* Description of the task:
Reproduce the records word for word, apart from the images they contain.

* Data to process:
● ● ● ●
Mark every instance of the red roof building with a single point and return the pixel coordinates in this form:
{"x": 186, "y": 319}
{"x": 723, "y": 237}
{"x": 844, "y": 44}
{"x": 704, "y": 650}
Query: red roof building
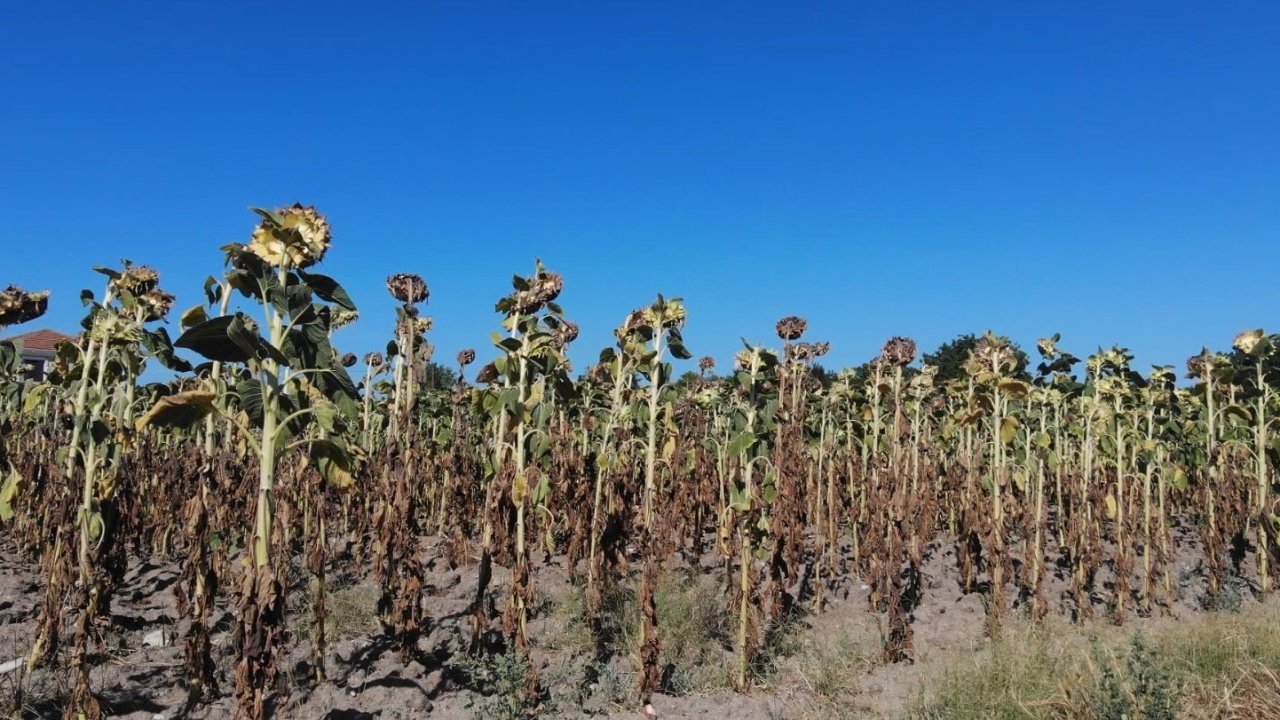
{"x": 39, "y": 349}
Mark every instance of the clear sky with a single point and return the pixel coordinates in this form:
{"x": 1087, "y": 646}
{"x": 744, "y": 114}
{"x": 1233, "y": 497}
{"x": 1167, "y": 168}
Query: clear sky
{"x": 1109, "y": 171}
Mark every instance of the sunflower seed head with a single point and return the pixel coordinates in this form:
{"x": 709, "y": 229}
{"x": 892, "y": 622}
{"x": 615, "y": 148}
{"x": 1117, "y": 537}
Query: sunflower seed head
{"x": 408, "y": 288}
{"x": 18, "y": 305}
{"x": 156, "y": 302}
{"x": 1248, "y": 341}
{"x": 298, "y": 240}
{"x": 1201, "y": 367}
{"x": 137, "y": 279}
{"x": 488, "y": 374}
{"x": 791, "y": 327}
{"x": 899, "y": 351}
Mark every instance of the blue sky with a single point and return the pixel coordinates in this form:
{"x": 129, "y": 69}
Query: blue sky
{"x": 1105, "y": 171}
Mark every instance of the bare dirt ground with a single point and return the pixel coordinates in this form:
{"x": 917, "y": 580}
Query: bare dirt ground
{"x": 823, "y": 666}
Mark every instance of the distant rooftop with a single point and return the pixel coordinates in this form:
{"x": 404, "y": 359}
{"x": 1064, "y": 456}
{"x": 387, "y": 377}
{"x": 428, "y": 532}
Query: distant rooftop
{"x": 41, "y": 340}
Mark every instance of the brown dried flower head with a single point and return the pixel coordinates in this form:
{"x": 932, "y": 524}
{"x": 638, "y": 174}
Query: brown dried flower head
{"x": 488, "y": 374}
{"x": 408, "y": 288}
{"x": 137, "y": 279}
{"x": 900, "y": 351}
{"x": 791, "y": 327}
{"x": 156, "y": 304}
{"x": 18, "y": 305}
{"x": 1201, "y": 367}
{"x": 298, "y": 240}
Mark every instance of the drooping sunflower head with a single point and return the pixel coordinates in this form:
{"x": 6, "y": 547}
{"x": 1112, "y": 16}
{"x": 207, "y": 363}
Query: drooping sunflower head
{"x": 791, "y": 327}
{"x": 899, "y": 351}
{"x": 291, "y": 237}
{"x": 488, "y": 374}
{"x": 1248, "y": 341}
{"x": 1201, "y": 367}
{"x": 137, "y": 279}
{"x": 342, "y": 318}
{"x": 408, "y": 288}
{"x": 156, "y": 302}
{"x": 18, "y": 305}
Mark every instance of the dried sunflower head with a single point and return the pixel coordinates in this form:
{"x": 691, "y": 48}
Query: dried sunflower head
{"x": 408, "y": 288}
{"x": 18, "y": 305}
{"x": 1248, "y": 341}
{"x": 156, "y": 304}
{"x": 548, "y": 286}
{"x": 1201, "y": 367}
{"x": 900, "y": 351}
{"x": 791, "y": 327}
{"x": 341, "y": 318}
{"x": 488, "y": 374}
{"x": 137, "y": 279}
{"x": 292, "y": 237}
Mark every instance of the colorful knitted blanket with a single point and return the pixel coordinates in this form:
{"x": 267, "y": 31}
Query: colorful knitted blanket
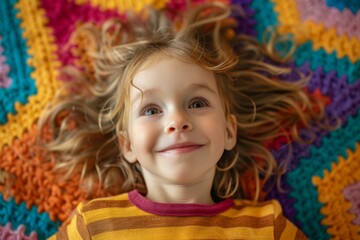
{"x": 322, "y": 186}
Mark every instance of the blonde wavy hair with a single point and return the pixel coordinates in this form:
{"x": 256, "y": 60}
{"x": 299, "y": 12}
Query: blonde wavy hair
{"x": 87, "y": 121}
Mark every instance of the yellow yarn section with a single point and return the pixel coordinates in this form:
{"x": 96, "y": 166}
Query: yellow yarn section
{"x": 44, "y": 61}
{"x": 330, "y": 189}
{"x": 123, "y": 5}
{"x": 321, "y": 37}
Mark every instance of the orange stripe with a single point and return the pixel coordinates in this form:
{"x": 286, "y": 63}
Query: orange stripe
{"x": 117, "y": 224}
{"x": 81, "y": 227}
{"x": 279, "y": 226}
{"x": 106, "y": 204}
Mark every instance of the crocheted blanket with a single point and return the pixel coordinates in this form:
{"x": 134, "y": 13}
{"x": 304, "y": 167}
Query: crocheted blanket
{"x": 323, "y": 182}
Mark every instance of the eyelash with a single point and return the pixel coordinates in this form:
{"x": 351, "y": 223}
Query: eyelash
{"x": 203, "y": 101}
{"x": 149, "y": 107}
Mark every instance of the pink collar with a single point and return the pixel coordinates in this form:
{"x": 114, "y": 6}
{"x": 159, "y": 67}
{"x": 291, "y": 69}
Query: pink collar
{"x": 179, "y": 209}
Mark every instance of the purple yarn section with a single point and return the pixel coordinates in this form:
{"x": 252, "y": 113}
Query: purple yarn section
● ● ● ●
* Answer to this task:
Mark every instance of the red roof building with a single point and return the pixel coordinates in this form:
{"x": 186, "y": 319}
{"x": 723, "y": 237}
{"x": 844, "y": 44}
{"x": 704, "y": 650}
Query: red roof building
{"x": 39, "y": 349}
Mark every instance of the clear sky with a single point and return the pixel coordinates in this form:
{"x": 1087, "y": 646}
{"x": 744, "y": 114}
{"x": 1233, "y": 497}
{"x": 1167, "y": 168}
Query: clear sky
{"x": 1109, "y": 171}
Mark every instance of the sunflower seed head with a single point and return the pixel coordinates in this form:
{"x": 709, "y": 229}
{"x": 892, "y": 622}
{"x": 615, "y": 148}
{"x": 1117, "y": 537}
Query: sunflower seed head
{"x": 408, "y": 288}
{"x": 18, "y": 305}
{"x": 156, "y": 302}
{"x": 1248, "y": 341}
{"x": 298, "y": 240}
{"x": 1201, "y": 367}
{"x": 137, "y": 279}
{"x": 488, "y": 374}
{"x": 791, "y": 327}
{"x": 899, "y": 351}
Mark every instance of the blue sky with a single point and return the pixel coordinates in this form:
{"x": 129, "y": 69}
Query: blue sky
{"x": 1105, "y": 171}
Mark every instance of the bare dirt ground with a single point and return the pixel coordinates in this form:
{"x": 917, "y": 580}
Query: bare dirt ground
{"x": 823, "y": 666}
Mark every instance of the distant rooftop with a single point and return the pixel coordinates in this form:
{"x": 404, "y": 359}
{"x": 1064, "y": 456}
{"x": 387, "y": 377}
{"x": 428, "y": 532}
Query: distant rooftop
{"x": 41, "y": 340}
Mark every instance of the brown dried flower head with a single point and return the pixel coordinates in this form:
{"x": 932, "y": 524}
{"x": 638, "y": 174}
Query: brown dried flower head
{"x": 488, "y": 374}
{"x": 408, "y": 288}
{"x": 137, "y": 279}
{"x": 900, "y": 351}
{"x": 791, "y": 327}
{"x": 156, "y": 304}
{"x": 18, "y": 305}
{"x": 1201, "y": 367}
{"x": 298, "y": 240}
Mark every instance of the drooping sunflower head with a single point and return the pixel coordinates in this form:
{"x": 6, "y": 547}
{"x": 1112, "y": 16}
{"x": 207, "y": 363}
Query: drooping sunflower head
{"x": 791, "y": 327}
{"x": 899, "y": 351}
{"x": 291, "y": 237}
{"x": 488, "y": 374}
{"x": 1248, "y": 341}
{"x": 1201, "y": 367}
{"x": 137, "y": 279}
{"x": 342, "y": 318}
{"x": 408, "y": 288}
{"x": 156, "y": 302}
{"x": 18, "y": 305}
Mark every instance of the dried sunflower head with a single point and return the pixel coordinates in this form:
{"x": 691, "y": 48}
Query: dried sunflower head
{"x": 408, "y": 288}
{"x": 18, "y": 305}
{"x": 1248, "y": 341}
{"x": 156, "y": 304}
{"x": 548, "y": 286}
{"x": 1201, "y": 367}
{"x": 900, "y": 351}
{"x": 791, "y": 327}
{"x": 341, "y": 318}
{"x": 488, "y": 374}
{"x": 137, "y": 279}
{"x": 292, "y": 237}
Mark every instance of the colorful knitted blanket with a single point and return the pixel coordinates in this form:
{"x": 267, "y": 31}
Query: colorful knitted blanket
{"x": 322, "y": 186}
Mark every instance of the blonde wavy hair with a single point and return the pixel coordinates in this form:
{"x": 256, "y": 60}
{"x": 299, "y": 12}
Query: blonde wavy hair
{"x": 87, "y": 121}
Mark every instance of the yellow yarn section with a single point and return the pixel coordinates in this form:
{"x": 96, "y": 166}
Query: yellow yarn section
{"x": 44, "y": 61}
{"x": 330, "y": 189}
{"x": 123, "y": 5}
{"x": 321, "y": 37}
Mark every instance of the orange stripe with a single point and return the pixel coordinates in this form:
{"x": 286, "y": 63}
Query: orange stripe
{"x": 117, "y": 224}
{"x": 81, "y": 227}
{"x": 279, "y": 226}
{"x": 106, "y": 204}
Mark every instance of the crocheted blanket with a single point and return the pixel coordinates in this form:
{"x": 134, "y": 13}
{"x": 304, "y": 167}
Query: crocheted blanket
{"x": 323, "y": 182}
Mark every instance of the eyelash with a single point and return the pixel coordinates in this form:
{"x": 351, "y": 223}
Query: eyelash
{"x": 203, "y": 101}
{"x": 149, "y": 107}
Mark every instance of the pink collar with a single point and return the pixel coordinates in this form:
{"x": 114, "y": 6}
{"x": 159, "y": 67}
{"x": 291, "y": 69}
Query: pink collar
{"x": 179, "y": 209}
Mark every instance of the purple yarn section with a single point and return the pixel coordinates in this form:
{"x": 252, "y": 113}
Query: purple yarn section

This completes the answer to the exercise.